■ EXERCISE PROMPT ■
Transcribe the data below verbatim from the line with "plank, one per instance" to the line with "door, one per instance". Include both of those lines.
▬▬▬▬▬▬▬▬▬▬
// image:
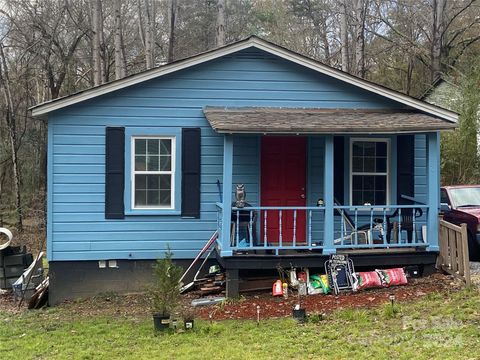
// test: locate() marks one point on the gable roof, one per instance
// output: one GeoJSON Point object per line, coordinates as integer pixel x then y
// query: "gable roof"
{"type": "Point", "coordinates": [320, 121]}
{"type": "Point", "coordinates": [250, 42]}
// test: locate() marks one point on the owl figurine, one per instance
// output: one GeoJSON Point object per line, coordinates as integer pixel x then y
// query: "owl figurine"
{"type": "Point", "coordinates": [240, 195]}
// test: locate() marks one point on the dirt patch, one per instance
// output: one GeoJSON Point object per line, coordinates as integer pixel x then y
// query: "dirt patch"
{"type": "Point", "coordinates": [270, 307]}
{"type": "Point", "coordinates": [136, 305]}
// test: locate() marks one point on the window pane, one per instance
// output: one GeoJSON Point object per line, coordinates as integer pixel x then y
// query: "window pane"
{"type": "Point", "coordinates": [369, 164]}
{"type": "Point", "coordinates": [357, 182]}
{"type": "Point", "coordinates": [153, 182]}
{"type": "Point", "coordinates": [152, 146]}
{"type": "Point", "coordinates": [140, 198]}
{"type": "Point", "coordinates": [381, 183]}
{"type": "Point", "coordinates": [380, 197]}
{"type": "Point", "coordinates": [357, 198]}
{"type": "Point", "coordinates": [357, 164]}
{"type": "Point", "coordinates": [369, 197]}
{"type": "Point", "coordinates": [357, 148]}
{"type": "Point", "coordinates": [165, 147]}
{"type": "Point", "coordinates": [165, 163]}
{"type": "Point", "coordinates": [140, 146]}
{"type": "Point", "coordinates": [140, 182]}
{"type": "Point", "coordinates": [140, 163]}
{"type": "Point", "coordinates": [369, 182]}
{"type": "Point", "coordinates": [369, 148]}
{"type": "Point", "coordinates": [381, 165]}
{"type": "Point", "coordinates": [165, 182]}
{"type": "Point", "coordinates": [153, 162]}
{"type": "Point", "coordinates": [381, 148]}
{"type": "Point", "coordinates": [153, 197]}
{"type": "Point", "coordinates": [165, 198]}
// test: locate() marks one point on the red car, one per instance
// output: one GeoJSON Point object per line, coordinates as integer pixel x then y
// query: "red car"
{"type": "Point", "coordinates": [461, 204]}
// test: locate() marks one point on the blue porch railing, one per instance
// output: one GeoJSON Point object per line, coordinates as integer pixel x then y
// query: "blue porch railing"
{"type": "Point", "coordinates": [355, 227]}
{"type": "Point", "coordinates": [385, 226]}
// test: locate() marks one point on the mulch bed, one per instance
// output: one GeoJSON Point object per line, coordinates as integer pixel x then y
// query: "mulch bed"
{"type": "Point", "coordinates": [136, 305]}
{"type": "Point", "coordinates": [278, 307]}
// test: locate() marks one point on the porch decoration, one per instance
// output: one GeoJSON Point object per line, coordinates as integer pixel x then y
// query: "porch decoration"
{"type": "Point", "coordinates": [164, 293]}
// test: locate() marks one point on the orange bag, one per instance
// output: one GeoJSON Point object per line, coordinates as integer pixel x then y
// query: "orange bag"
{"type": "Point", "coordinates": [365, 280]}
{"type": "Point", "coordinates": [392, 277]}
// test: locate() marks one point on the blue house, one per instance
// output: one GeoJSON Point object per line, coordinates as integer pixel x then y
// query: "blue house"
{"type": "Point", "coordinates": [330, 163]}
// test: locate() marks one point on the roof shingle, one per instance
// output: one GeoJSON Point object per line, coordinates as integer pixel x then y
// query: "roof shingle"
{"type": "Point", "coordinates": [320, 121]}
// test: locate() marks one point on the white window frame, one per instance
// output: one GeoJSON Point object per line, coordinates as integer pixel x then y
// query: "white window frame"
{"type": "Point", "coordinates": [134, 172]}
{"type": "Point", "coordinates": [387, 173]}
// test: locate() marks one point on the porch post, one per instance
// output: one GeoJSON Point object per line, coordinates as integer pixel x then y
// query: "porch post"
{"type": "Point", "coordinates": [433, 184]}
{"type": "Point", "coordinates": [328, 246]}
{"type": "Point", "coordinates": [227, 194]}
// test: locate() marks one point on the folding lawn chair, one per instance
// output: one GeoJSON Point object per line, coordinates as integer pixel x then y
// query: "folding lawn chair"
{"type": "Point", "coordinates": [354, 234]}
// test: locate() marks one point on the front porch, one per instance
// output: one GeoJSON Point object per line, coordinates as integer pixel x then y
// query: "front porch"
{"type": "Point", "coordinates": [322, 224]}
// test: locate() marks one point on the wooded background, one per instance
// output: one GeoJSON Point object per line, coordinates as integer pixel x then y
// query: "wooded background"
{"type": "Point", "coordinates": [52, 48]}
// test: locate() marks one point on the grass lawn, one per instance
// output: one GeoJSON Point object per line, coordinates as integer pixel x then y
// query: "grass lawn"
{"type": "Point", "coordinates": [440, 325]}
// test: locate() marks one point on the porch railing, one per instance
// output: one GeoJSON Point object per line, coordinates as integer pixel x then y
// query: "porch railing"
{"type": "Point", "coordinates": [295, 228]}
{"type": "Point", "coordinates": [383, 226]}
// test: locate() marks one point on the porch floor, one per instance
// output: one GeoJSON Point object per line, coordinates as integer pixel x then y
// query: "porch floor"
{"type": "Point", "coordinates": [367, 259]}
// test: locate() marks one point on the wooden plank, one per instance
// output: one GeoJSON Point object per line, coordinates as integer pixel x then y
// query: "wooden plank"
{"type": "Point", "coordinates": [460, 260]}
{"type": "Point", "coordinates": [450, 225]}
{"type": "Point", "coordinates": [465, 255]}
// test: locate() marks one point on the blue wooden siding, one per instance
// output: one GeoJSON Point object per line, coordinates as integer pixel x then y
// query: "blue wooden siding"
{"type": "Point", "coordinates": [77, 228]}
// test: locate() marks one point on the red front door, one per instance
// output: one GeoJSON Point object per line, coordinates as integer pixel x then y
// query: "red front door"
{"type": "Point", "coordinates": [283, 183]}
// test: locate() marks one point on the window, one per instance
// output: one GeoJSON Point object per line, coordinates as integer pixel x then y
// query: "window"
{"type": "Point", "coordinates": [369, 172]}
{"type": "Point", "coordinates": [444, 197]}
{"type": "Point", "coordinates": [153, 172]}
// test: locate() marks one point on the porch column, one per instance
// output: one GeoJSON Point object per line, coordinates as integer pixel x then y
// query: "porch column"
{"type": "Point", "coordinates": [328, 247]}
{"type": "Point", "coordinates": [433, 184]}
{"type": "Point", "coordinates": [227, 194]}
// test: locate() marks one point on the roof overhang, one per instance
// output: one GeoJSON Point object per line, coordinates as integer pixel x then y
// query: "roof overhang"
{"type": "Point", "coordinates": [251, 42]}
{"type": "Point", "coordinates": [321, 121]}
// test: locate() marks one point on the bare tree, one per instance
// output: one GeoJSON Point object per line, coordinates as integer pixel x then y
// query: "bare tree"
{"type": "Point", "coordinates": [12, 134]}
{"type": "Point", "coordinates": [359, 14]}
{"type": "Point", "coordinates": [172, 21]}
{"type": "Point", "coordinates": [120, 63]}
{"type": "Point", "coordinates": [344, 35]}
{"type": "Point", "coordinates": [438, 30]}
{"type": "Point", "coordinates": [220, 28]}
{"type": "Point", "coordinates": [99, 75]}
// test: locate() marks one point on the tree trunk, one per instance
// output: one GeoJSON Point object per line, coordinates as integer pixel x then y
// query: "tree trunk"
{"type": "Point", "coordinates": [344, 35]}
{"type": "Point", "coordinates": [326, 44]}
{"type": "Point", "coordinates": [171, 30]}
{"type": "Point", "coordinates": [437, 38]}
{"type": "Point", "coordinates": [120, 67]}
{"type": "Point", "coordinates": [148, 36]}
{"type": "Point", "coordinates": [97, 29]}
{"type": "Point", "coordinates": [12, 137]}
{"type": "Point", "coordinates": [220, 30]}
{"type": "Point", "coordinates": [360, 9]}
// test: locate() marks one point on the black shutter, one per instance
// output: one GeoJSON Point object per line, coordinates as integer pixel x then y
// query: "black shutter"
{"type": "Point", "coordinates": [191, 172]}
{"type": "Point", "coordinates": [405, 168]}
{"type": "Point", "coordinates": [339, 168]}
{"type": "Point", "coordinates": [114, 172]}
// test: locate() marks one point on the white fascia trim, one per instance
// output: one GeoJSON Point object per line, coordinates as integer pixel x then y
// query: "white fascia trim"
{"type": "Point", "coordinates": [393, 95]}
{"type": "Point", "coordinates": [259, 44]}
{"type": "Point", "coordinates": [52, 105]}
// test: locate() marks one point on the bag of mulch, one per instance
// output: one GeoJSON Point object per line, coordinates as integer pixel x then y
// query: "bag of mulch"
{"type": "Point", "coordinates": [391, 277]}
{"type": "Point", "coordinates": [366, 280]}
{"type": "Point", "coordinates": [320, 282]}
{"type": "Point", "coordinates": [325, 284]}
▬▬▬▬▬▬▬▬▬▬
■ REPLY TO THE TASK ■
// test: locate() marks one point on the wooden plank, one per instance
// output: one GeoJSON Point object per line, coordinates as integer pixel x then y
// query: "wooden plank"
{"type": "Point", "coordinates": [460, 260]}
{"type": "Point", "coordinates": [450, 225]}
{"type": "Point", "coordinates": [465, 255]}
// test: locate() marks one point on the blue wooden siding, one per instance
// output: one GeoJSON Point object per line, coordinates as integer pixel x then y
// query: "blue wooden siding"
{"type": "Point", "coordinates": [77, 228]}
// test: locate() marks one point on the red front door, one per instance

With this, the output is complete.